# Task instructions
Copy every line of the entries below unchanged, leaving out the pictures.

Source material START

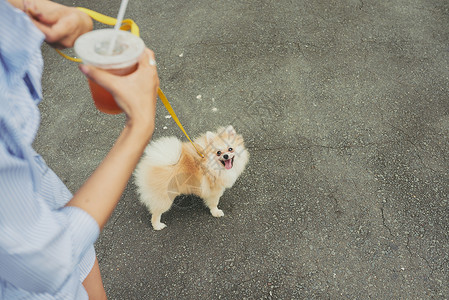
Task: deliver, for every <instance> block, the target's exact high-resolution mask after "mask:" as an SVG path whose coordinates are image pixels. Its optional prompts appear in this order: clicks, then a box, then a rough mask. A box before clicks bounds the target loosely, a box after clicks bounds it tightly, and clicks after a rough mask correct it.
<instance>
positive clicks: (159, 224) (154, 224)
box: [148, 197, 174, 230]
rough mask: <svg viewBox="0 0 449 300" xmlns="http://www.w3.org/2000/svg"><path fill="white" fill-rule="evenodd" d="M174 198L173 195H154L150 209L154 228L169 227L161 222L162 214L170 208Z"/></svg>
mask: <svg viewBox="0 0 449 300" xmlns="http://www.w3.org/2000/svg"><path fill="white" fill-rule="evenodd" d="M173 199H174V197H173ZM173 199H172V198H171V197H161V198H158V197H153V198H151V199H150V200H149V202H148V209H149V211H150V213H151V225H152V226H153V229H154V230H162V229H164V228H165V227H167V225H165V224H164V223H162V222H161V216H162V214H163V213H164V212H166V211H168V210H169V209H170V207H171V206H172V204H173Z"/></svg>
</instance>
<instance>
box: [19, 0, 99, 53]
mask: <svg viewBox="0 0 449 300" xmlns="http://www.w3.org/2000/svg"><path fill="white" fill-rule="evenodd" d="M22 9H23V11H24V12H25V13H27V14H28V15H29V16H30V18H31V20H32V21H33V23H34V25H36V27H37V28H38V29H39V30H40V31H42V32H43V33H44V35H45V41H46V42H47V43H48V44H49V45H51V46H52V47H54V48H58V49H62V48H70V47H73V44H74V43H75V40H76V39H77V38H78V37H79V36H80V35H82V34H84V33H86V32H88V31H91V30H92V28H93V23H92V19H91V18H90V17H89V16H88V15H87V14H86V13H84V12H82V11H80V10H79V9H76V8H74V7H68V6H64V5H61V4H58V3H55V2H52V1H48V0H24V1H23V8H22Z"/></svg>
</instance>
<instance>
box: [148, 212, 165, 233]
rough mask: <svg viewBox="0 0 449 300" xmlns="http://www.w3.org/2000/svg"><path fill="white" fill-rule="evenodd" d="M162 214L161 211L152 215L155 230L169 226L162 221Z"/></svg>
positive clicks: (153, 227) (152, 221)
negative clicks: (162, 222)
mask: <svg viewBox="0 0 449 300" xmlns="http://www.w3.org/2000/svg"><path fill="white" fill-rule="evenodd" d="M161 215H162V214H161V213H153V214H152V215H151V225H153V229H154V230H162V229H164V228H165V227H167V225H165V224H164V223H162V222H161Z"/></svg>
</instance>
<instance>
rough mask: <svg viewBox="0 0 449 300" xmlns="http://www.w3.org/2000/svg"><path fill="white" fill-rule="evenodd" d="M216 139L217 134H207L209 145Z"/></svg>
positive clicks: (206, 133)
mask: <svg viewBox="0 0 449 300" xmlns="http://www.w3.org/2000/svg"><path fill="white" fill-rule="evenodd" d="M214 137H215V134H213V133H212V132H211V131H208V132H206V141H207V143H209V144H210V143H212V141H213V139H214Z"/></svg>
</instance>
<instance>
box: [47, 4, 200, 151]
mask: <svg viewBox="0 0 449 300" xmlns="http://www.w3.org/2000/svg"><path fill="white" fill-rule="evenodd" d="M77 9H79V10H81V11H83V12H85V13H86V14H88V15H89V17H91V18H92V19H94V20H96V21H98V22H100V23H103V24H106V25H111V26H114V25H115V23H117V19H115V18H112V17H109V16H105V15H103V14H100V13H98V12H96V11H93V10H90V9H87V8H84V7H77ZM120 30H129V31H131V33H132V34H134V35H136V36H140V32H139V27H138V26H137V24H136V23H135V22H134V21H133V20H131V19H125V20H123V23H122V26H121V27H120ZM55 50H56V51H57V52H58V53H59V54H60V55H61V56H62V57H64V58H66V59H68V60H71V61H74V62H81V59H79V58H74V57H71V56H68V55H66V54H64V53H63V52H62V51H60V50H58V49H55ZM157 94H158V96H159V99H161V101H162V103H163V104H164V106H165V108H166V109H167V111H168V112H169V113H170V115H171V116H172V118H173V120H174V121H175V122H176V124H177V125H178V127H179V128H180V129H181V131H182V132H183V133H184V135H185V136H186V137H187V139H188V140H189V141H190V143H192V146H193V148H195V150H196V152H197V153H198V155H199V156H201V157H202V158H204V154H203V153H202V152H201V151H200V150H199V149H198V148H197V147H196V146H195V144H194V143H193V141H192V140H191V139H190V137H189V135H188V134H187V132H186V131H185V129H184V127H183V126H182V124H181V122H180V121H179V119H178V117H177V116H176V113H175V111H174V110H173V108H172V106H171V105H170V102H168V99H167V97H165V94H164V93H163V92H162V90H161V89H160V88H158V90H157Z"/></svg>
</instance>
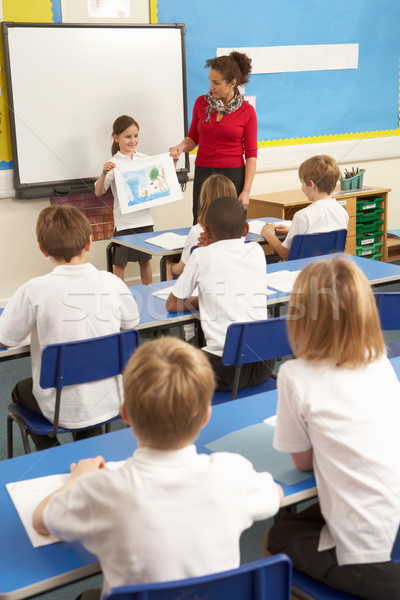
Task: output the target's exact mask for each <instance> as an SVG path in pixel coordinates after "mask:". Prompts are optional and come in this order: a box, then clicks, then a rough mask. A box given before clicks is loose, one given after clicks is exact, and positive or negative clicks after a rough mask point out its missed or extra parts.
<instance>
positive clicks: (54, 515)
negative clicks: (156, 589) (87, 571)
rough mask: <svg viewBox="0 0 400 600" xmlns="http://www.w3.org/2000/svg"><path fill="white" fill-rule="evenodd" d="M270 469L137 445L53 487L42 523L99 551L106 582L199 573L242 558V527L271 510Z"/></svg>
mask: <svg viewBox="0 0 400 600" xmlns="http://www.w3.org/2000/svg"><path fill="white" fill-rule="evenodd" d="M278 509H279V494H278V491H277V487H276V484H275V483H274V481H273V479H272V477H271V475H270V474H269V473H257V472H256V471H255V470H254V469H253V465H252V464H251V463H250V462H249V461H247V460H246V459H245V458H243V457H242V456H239V455H238V454H228V453H216V454H211V455H206V454H197V452H196V448H195V446H187V447H185V448H183V449H181V450H173V451H167V450H152V449H150V448H140V449H138V450H136V452H135V453H134V454H133V457H131V458H129V459H128V460H127V461H126V463H125V464H124V466H122V467H121V468H119V469H118V470H116V471H115V470H114V471H111V470H108V469H100V470H98V471H95V472H94V473H90V474H88V475H85V476H83V477H81V478H80V479H79V480H78V481H77V483H76V485H75V486H74V487H73V488H71V489H69V490H65V491H63V492H60V493H58V494H55V495H54V496H53V497H52V498H51V499H50V502H49V504H48V505H47V507H46V508H45V510H44V514H43V519H44V522H45V525H46V527H47V528H48V530H49V531H51V532H52V533H53V534H54V535H56V536H57V537H58V538H60V539H62V540H65V541H72V540H80V541H81V542H82V543H83V545H84V546H85V547H86V548H87V549H88V550H89V551H90V552H93V553H94V554H96V555H97V556H98V558H99V560H100V564H101V569H102V571H103V575H104V582H103V590H102V591H103V593H105V592H106V591H107V590H108V589H109V588H110V587H116V586H121V585H129V584H131V585H132V584H144V583H151V582H159V581H172V580H177V579H186V578H188V577H200V576H202V575H208V574H211V573H216V572H218V571H225V570H229V569H234V568H236V567H238V566H239V563H240V548H239V539H240V535H241V533H242V532H243V531H244V530H245V529H247V528H248V527H250V526H251V525H252V523H253V521H255V520H262V519H266V518H268V517H271V516H272V515H274V514H275V513H276V512H277V511H278Z"/></svg>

Source material END

# Solution for this exercise
Task: deliver, for every <instance> block, the target's exact high-resolution mask after "mask:" as an SVG path whose coordinates are image pixels. Its optional prompts appear in this order: clicks, then a box, then a rough mask. A box before clicks bounds the target loosely, a box after clicks bounds it tightly, and clicks after a rough mask correct it.
<instance>
positive clicks: (159, 224) (154, 224)
box: [148, 197, 174, 230]
rough mask: <svg viewBox="0 0 449 300" xmlns="http://www.w3.org/2000/svg"><path fill="white" fill-rule="evenodd" d="M174 198L173 195H154L150 209L154 228L169 227L161 222L162 214L170 208Z"/></svg>
mask: <svg viewBox="0 0 449 300" xmlns="http://www.w3.org/2000/svg"><path fill="white" fill-rule="evenodd" d="M173 199H174V197H173ZM173 199H172V198H171V197H161V198H158V197H153V198H151V199H150V200H149V202H148V209H149V211H150V213H151V225H152V226H153V229H154V230H162V229H164V228H165V227H167V225H165V224H164V223H162V222H161V216H162V214H163V213H164V212H166V211H168V210H169V209H170V207H171V206H172V204H173Z"/></svg>
</instance>
<instance>
box: [19, 0, 99, 53]
mask: <svg viewBox="0 0 449 300" xmlns="http://www.w3.org/2000/svg"><path fill="white" fill-rule="evenodd" d="M22 9H23V11H24V12H25V13H27V14H28V15H29V16H30V18H31V20H32V21H33V23H34V25H36V27H37V28H38V29H39V30H40V31H42V32H43V33H44V35H45V41H46V42H47V43H48V44H49V45H51V46H52V47H54V48H58V49H62V48H70V47H73V44H74V43H75V40H76V39H77V38H78V37H79V36H80V35H82V34H84V33H86V32H88V31H91V30H92V28H93V23H92V19H91V18H90V17H89V16H88V15H87V14H86V13H84V12H82V11H80V10H79V9H76V8H74V7H68V6H64V5H61V4H58V3H55V2H52V1H48V0H24V1H23V8H22Z"/></svg>
</instance>
<instance>
box: [148, 212, 165, 233]
rough mask: <svg viewBox="0 0 449 300" xmlns="http://www.w3.org/2000/svg"><path fill="white" fill-rule="evenodd" d="M162 214L161 211L152 215L155 230L169 226L162 221Z"/></svg>
positive clicks: (153, 227) (152, 221)
negative clicks: (162, 222)
mask: <svg viewBox="0 0 449 300" xmlns="http://www.w3.org/2000/svg"><path fill="white" fill-rule="evenodd" d="M161 215H162V214H161V213H153V214H152V215H151V225H153V229H154V230H162V229H164V228H165V227H167V225H165V224H164V223H162V222H161Z"/></svg>
</instance>
<instance>
rough mask: <svg viewBox="0 0 449 300" xmlns="http://www.w3.org/2000/svg"><path fill="white" fill-rule="evenodd" d="M216 139L217 134H207L209 145Z"/></svg>
positive clicks: (206, 133)
mask: <svg viewBox="0 0 449 300" xmlns="http://www.w3.org/2000/svg"><path fill="white" fill-rule="evenodd" d="M214 137H215V134H213V133H212V132H211V131H208V132H206V141H207V143H209V144H210V143H212V141H213V139H214Z"/></svg>
</instance>
<instance>
box: [47, 4, 200, 151]
mask: <svg viewBox="0 0 449 300" xmlns="http://www.w3.org/2000/svg"><path fill="white" fill-rule="evenodd" d="M77 9H79V10H81V11H83V12H85V13H86V14H88V15H89V17H91V18H92V19H94V20H96V21H98V22H100V23H103V24H106V25H111V26H114V25H115V23H117V19H115V18H112V17H109V16H105V15H103V14H100V13H98V12H96V11H93V10H90V9H87V8H84V7H77ZM120 30H129V31H131V33H132V34H134V35H136V36H140V32H139V27H138V26H137V24H136V23H135V22H134V21H133V20H131V19H125V20H123V23H122V26H121V27H120ZM55 50H56V51H57V52H58V53H59V54H60V55H61V56H62V57H64V58H66V59H68V60H71V61H74V62H81V59H79V58H74V57H71V56H68V55H66V54H64V53H63V52H62V51H60V50H58V49H55ZM157 94H158V96H159V99H161V101H162V103H163V104H164V106H165V108H166V109H167V111H168V112H169V113H170V115H171V116H172V118H173V120H174V121H175V122H176V124H177V125H178V127H179V128H180V129H181V131H182V132H183V133H184V135H185V136H186V137H187V139H188V140H189V141H190V143H192V146H193V148H195V150H196V152H197V153H198V155H199V156H201V157H202V158H204V154H203V153H202V152H201V151H200V150H199V149H198V148H197V147H196V146H195V144H194V143H193V141H192V140H191V139H190V137H189V135H188V134H187V132H186V131H185V129H184V127H183V126H182V124H181V122H180V121H179V119H178V117H177V116H176V113H175V111H174V110H173V108H172V106H171V105H170V102H168V99H167V97H165V94H164V93H163V92H162V90H161V89H160V88H158V90H157Z"/></svg>
</instance>
Task: output the target's exact mask for each <instance> as an SVG path in pixel coordinates after "mask:". Prompts are optional and come in this order: a box, then clicks, then a rough mask. A box given before clicks is loose, one given after clicks is exact, and positive or negative clicks after a rough mask point out its missed or extra parts.
<instance>
positive clicks: (54, 515)
negative clicks: (156, 589) (87, 571)
rough mask: <svg viewBox="0 0 400 600" xmlns="http://www.w3.org/2000/svg"><path fill="white" fill-rule="evenodd" d="M270 469L137 445L53 487L42 523L99 551L106 582L199 573L242 558V527L271 510Z"/></svg>
mask: <svg viewBox="0 0 400 600" xmlns="http://www.w3.org/2000/svg"><path fill="white" fill-rule="evenodd" d="M278 509H279V494H278V491H277V487H276V484H275V483H274V481H273V479H272V477H271V475H270V474H269V473H257V472H256V471H255V470H254V469H253V465H252V464H251V463H250V462H249V461H247V460H246V459H245V458H243V457H242V456H239V455H238V454H228V453H216V454H211V455H206V454H197V452H196V448H195V446H187V447H185V448H183V449H181V450H173V451H167V450H152V449H150V448H140V449H138V450H136V452H135V453H134V454H133V457H131V458H129V459H128V460H127V461H126V463H125V464H124V466H122V467H121V468H119V469H118V470H116V471H115V470H114V471H111V470H108V469H100V470H98V471H95V472H94V473H90V474H88V475H85V476H83V477H81V478H80V479H79V480H78V481H77V483H76V485H75V486H74V487H73V488H71V489H69V490H65V491H63V492H60V493H58V494H55V495H54V496H53V497H52V498H51V499H50V502H49V504H48V505H47V507H46V508H45V510H44V514H43V519H44V522H45V525H46V527H47V528H48V530H49V531H51V532H52V533H53V534H54V535H56V536H57V537H58V538H60V539H62V540H65V541H72V540H80V541H81V542H82V543H83V545H84V546H85V547H86V548H87V549H88V550H89V551H90V552H93V553H94V554H96V555H97V556H98V558H99V560H100V564H101V569H102V571H103V575H104V582H103V590H102V591H103V593H105V592H106V591H107V590H108V589H109V588H110V587H116V586H121V585H129V584H131V585H132V584H144V583H151V582H159V581H172V580H177V579H186V578H188V577H200V576H202V575H208V574H211V573H216V572H218V571H225V570H229V569H234V568H236V567H238V566H239V563H240V548H239V539H240V535H241V533H242V532H243V531H244V530H245V529H247V528H248V527H250V526H251V525H252V523H253V521H255V520H262V519H266V518H268V517H271V516H272V515H274V514H275V513H276V512H277V511H278Z"/></svg>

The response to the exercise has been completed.